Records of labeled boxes
============

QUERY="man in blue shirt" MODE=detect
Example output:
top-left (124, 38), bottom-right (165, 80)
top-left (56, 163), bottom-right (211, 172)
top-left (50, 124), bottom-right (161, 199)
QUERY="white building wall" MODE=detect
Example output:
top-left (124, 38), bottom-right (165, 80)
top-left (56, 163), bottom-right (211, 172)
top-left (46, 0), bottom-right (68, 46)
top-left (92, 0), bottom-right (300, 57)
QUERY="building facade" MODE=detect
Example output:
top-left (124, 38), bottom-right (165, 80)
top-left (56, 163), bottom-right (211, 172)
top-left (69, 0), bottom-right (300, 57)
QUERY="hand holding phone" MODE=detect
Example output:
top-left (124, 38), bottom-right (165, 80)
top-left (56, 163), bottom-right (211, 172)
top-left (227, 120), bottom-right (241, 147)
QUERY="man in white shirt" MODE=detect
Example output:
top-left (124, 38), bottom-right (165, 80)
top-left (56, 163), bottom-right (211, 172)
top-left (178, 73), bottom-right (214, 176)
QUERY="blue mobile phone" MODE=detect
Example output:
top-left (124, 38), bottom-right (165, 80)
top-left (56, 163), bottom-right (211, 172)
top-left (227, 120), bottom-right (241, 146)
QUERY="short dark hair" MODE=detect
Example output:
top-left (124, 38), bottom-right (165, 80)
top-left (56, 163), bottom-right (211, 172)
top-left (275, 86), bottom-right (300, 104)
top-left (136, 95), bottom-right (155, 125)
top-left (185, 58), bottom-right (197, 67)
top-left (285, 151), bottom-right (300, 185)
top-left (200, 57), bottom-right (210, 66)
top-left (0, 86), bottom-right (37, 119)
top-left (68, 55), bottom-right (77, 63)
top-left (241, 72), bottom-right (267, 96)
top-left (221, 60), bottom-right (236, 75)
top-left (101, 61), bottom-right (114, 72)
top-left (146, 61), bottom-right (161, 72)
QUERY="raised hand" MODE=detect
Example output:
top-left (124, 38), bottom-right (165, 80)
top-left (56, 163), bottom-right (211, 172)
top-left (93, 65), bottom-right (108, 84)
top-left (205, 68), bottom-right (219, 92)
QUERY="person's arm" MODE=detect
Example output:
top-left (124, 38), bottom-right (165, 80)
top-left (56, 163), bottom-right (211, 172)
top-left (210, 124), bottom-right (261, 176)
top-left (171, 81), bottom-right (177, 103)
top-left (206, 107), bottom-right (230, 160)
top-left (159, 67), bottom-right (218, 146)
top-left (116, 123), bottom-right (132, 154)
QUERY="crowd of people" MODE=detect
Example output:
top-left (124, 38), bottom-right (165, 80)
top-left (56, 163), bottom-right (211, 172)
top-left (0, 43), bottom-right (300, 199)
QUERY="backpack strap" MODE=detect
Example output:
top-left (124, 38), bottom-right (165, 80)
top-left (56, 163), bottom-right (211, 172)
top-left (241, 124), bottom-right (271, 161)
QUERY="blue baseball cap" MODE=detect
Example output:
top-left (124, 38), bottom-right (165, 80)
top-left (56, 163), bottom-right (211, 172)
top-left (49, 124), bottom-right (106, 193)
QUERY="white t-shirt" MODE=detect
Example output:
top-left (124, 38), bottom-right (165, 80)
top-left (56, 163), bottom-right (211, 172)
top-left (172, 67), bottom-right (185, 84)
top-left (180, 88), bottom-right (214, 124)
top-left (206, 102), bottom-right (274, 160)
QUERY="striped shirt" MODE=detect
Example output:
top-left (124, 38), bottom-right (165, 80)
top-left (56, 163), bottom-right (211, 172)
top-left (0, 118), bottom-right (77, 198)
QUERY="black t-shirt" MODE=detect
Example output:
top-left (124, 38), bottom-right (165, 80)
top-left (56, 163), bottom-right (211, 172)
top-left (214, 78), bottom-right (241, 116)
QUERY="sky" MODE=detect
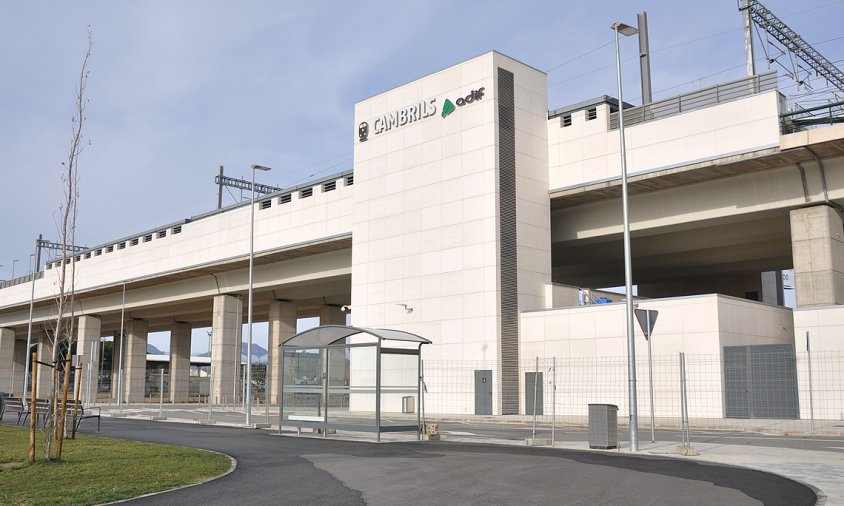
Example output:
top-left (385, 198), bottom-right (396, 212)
top-left (0, 0), bottom-right (844, 351)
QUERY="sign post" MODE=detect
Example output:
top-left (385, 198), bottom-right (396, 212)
top-left (634, 309), bottom-right (659, 443)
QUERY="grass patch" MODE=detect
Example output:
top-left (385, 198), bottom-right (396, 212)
top-left (0, 425), bottom-right (231, 505)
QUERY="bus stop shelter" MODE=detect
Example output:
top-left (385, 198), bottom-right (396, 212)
top-left (278, 325), bottom-right (431, 441)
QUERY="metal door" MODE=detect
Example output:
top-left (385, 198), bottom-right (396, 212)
top-left (525, 372), bottom-right (544, 415)
top-left (475, 369), bottom-right (492, 415)
top-left (724, 344), bottom-right (800, 419)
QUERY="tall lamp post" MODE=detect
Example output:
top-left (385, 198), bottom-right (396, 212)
top-left (610, 23), bottom-right (639, 452)
top-left (244, 165), bottom-right (270, 426)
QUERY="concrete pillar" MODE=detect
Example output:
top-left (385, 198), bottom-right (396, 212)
top-left (111, 330), bottom-right (126, 401)
top-left (319, 306), bottom-right (348, 406)
top-left (35, 332), bottom-right (53, 399)
top-left (211, 295), bottom-right (243, 404)
top-left (790, 206), bottom-right (844, 307)
top-left (12, 339), bottom-right (27, 397)
top-left (123, 320), bottom-right (149, 403)
top-left (0, 328), bottom-right (15, 392)
top-left (76, 316), bottom-right (102, 405)
top-left (170, 322), bottom-right (190, 403)
top-left (319, 306), bottom-right (346, 325)
top-left (266, 300), bottom-right (296, 405)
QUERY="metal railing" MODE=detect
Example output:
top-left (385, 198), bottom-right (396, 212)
top-left (610, 71), bottom-right (777, 130)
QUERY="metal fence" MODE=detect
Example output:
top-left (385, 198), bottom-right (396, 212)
top-left (424, 347), bottom-right (844, 433)
top-left (610, 71), bottom-right (777, 130)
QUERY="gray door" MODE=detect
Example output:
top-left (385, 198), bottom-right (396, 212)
top-left (475, 369), bottom-right (492, 415)
top-left (724, 344), bottom-right (800, 419)
top-left (525, 372), bottom-right (544, 415)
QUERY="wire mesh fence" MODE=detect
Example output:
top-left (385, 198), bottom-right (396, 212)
top-left (424, 347), bottom-right (844, 433)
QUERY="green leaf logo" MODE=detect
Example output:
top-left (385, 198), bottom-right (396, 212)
top-left (442, 99), bottom-right (455, 118)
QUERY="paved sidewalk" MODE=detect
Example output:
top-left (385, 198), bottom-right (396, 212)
top-left (94, 404), bottom-right (844, 506)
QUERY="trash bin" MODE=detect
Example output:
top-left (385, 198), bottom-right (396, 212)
top-left (589, 404), bottom-right (618, 449)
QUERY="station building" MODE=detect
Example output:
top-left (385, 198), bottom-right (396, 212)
top-left (0, 52), bottom-right (844, 422)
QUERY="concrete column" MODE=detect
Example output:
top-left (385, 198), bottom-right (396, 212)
top-left (170, 322), bottom-right (190, 403)
top-left (319, 306), bottom-right (346, 325)
top-left (211, 295), bottom-right (243, 404)
top-left (790, 206), bottom-right (844, 307)
top-left (0, 328), bottom-right (15, 392)
top-left (76, 316), bottom-right (102, 405)
top-left (36, 332), bottom-right (53, 399)
top-left (111, 330), bottom-right (126, 401)
top-left (123, 320), bottom-right (149, 403)
top-left (267, 300), bottom-right (296, 405)
top-left (12, 340), bottom-right (27, 397)
top-left (319, 306), bottom-right (347, 405)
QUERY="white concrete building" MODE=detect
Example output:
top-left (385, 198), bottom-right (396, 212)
top-left (0, 52), bottom-right (844, 417)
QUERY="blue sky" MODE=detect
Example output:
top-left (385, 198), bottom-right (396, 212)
top-left (0, 0), bottom-right (844, 352)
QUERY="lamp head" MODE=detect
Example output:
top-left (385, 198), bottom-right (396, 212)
top-left (610, 23), bottom-right (639, 37)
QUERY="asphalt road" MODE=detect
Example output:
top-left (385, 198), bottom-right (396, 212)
top-left (71, 419), bottom-right (816, 505)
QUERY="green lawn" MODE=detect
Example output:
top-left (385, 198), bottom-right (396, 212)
top-left (0, 426), bottom-right (231, 505)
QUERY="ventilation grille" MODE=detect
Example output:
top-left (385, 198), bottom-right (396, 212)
top-left (498, 68), bottom-right (519, 415)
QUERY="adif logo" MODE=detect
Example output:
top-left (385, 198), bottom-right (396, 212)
top-left (442, 88), bottom-right (484, 118)
top-left (442, 99), bottom-right (454, 118)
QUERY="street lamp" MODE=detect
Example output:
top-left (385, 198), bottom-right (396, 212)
top-left (244, 165), bottom-right (270, 426)
top-left (610, 23), bottom-right (639, 452)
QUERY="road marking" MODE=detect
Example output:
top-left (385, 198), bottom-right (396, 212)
top-left (708, 434), bottom-right (842, 443)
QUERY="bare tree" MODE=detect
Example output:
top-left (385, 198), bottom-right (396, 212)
top-left (44, 26), bottom-right (94, 460)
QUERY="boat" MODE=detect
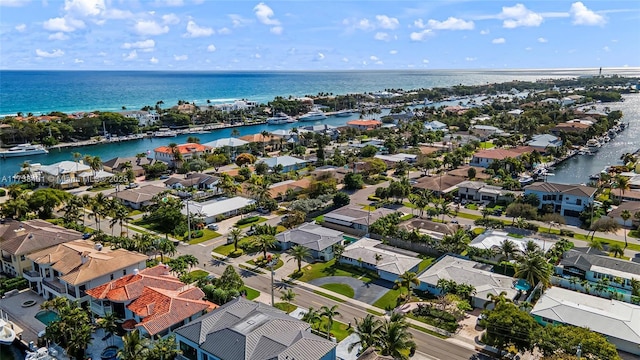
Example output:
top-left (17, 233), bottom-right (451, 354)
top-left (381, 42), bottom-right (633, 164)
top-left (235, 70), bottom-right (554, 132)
top-left (267, 112), bottom-right (290, 125)
top-left (298, 110), bottom-right (327, 121)
top-left (0, 144), bottom-right (49, 158)
top-left (333, 109), bottom-right (353, 117)
top-left (153, 128), bottom-right (178, 137)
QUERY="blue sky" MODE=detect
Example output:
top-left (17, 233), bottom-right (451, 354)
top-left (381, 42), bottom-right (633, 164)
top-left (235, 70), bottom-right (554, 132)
top-left (0, 0), bottom-right (640, 70)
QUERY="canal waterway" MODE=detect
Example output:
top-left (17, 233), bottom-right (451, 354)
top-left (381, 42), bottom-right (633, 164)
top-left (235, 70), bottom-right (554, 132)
top-left (547, 94), bottom-right (640, 184)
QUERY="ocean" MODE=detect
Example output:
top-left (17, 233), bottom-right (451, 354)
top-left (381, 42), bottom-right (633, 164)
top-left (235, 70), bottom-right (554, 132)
top-left (0, 68), bottom-right (640, 180)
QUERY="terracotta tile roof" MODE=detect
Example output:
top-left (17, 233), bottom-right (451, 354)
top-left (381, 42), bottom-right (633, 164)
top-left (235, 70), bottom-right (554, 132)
top-left (0, 219), bottom-right (82, 255)
top-left (28, 240), bottom-right (147, 285)
top-left (127, 287), bottom-right (218, 336)
top-left (87, 264), bottom-right (184, 302)
top-left (153, 143), bottom-right (212, 154)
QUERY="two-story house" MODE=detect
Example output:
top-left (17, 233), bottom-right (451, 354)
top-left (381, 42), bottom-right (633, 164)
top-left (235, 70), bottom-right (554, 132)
top-left (27, 240), bottom-right (147, 305)
top-left (175, 297), bottom-right (336, 360)
top-left (524, 182), bottom-right (597, 217)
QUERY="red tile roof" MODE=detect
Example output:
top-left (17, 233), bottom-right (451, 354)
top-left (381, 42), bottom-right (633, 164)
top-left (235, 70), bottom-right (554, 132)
top-left (127, 287), bottom-right (218, 336)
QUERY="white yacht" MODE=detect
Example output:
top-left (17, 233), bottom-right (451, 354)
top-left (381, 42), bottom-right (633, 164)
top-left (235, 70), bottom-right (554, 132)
top-left (153, 128), bottom-right (178, 137)
top-left (0, 144), bottom-right (49, 158)
top-left (298, 110), bottom-right (327, 121)
top-left (267, 112), bottom-right (291, 125)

============

PROBLEM TO WORK ON »
Please reproduce the listing from its start down through the line containing "top-left (146, 61), bottom-right (161, 72)", swapping "Example output" for "Sample output" and leaving everything else unchanged.

RESPONSE TO THIS EXERCISE »
QUERY="man in blue shirt" MODE=detect
Sample output:
top-left (124, 38), bottom-right (165, 80)
top-left (56, 163), bottom-right (211, 172)
top-left (50, 124), bottom-right (161, 199)
QUERY="white building wall" MODE=detect
Sample output:
top-left (124, 38), bottom-right (165, 80)
top-left (56, 163), bottom-right (211, 172)
top-left (46, 0), bottom-right (68, 46)
top-left (92, 0), bottom-right (300, 57)
QUERY="building facade" MODE=detect
Sample output:
top-left (124, 38), bottom-right (165, 80)
top-left (56, 163), bottom-right (211, 172)
top-left (69, 0), bottom-right (300, 57)
QUERY="hand holding phone" MODE=detect
Sample output:
top-left (124, 38), bottom-right (165, 80)
top-left (56, 163), bottom-right (211, 172)
top-left (227, 120), bottom-right (241, 147)
QUERY="man in white shirt" MODE=detect
Sample output:
top-left (124, 38), bottom-right (165, 80)
top-left (56, 163), bottom-right (211, 172)
top-left (178, 73), bottom-right (214, 176)
QUERY="blue mobile phone" MODE=detect
Sample output:
top-left (124, 38), bottom-right (165, 80)
top-left (56, 163), bottom-right (211, 172)
top-left (227, 120), bottom-right (241, 146)
QUERY="short dark hair" MODE=detect
Sample output:
top-left (124, 38), bottom-right (165, 80)
top-left (56, 163), bottom-right (211, 172)
top-left (275, 86), bottom-right (300, 104)
top-left (136, 95), bottom-right (155, 125)
top-left (185, 58), bottom-right (197, 67)
top-left (285, 151), bottom-right (300, 185)
top-left (200, 57), bottom-right (210, 66)
top-left (0, 86), bottom-right (37, 119)
top-left (68, 55), bottom-right (77, 63)
top-left (241, 72), bottom-right (267, 96)
top-left (221, 60), bottom-right (236, 75)
top-left (101, 61), bottom-right (114, 72)
top-left (146, 61), bottom-right (161, 72)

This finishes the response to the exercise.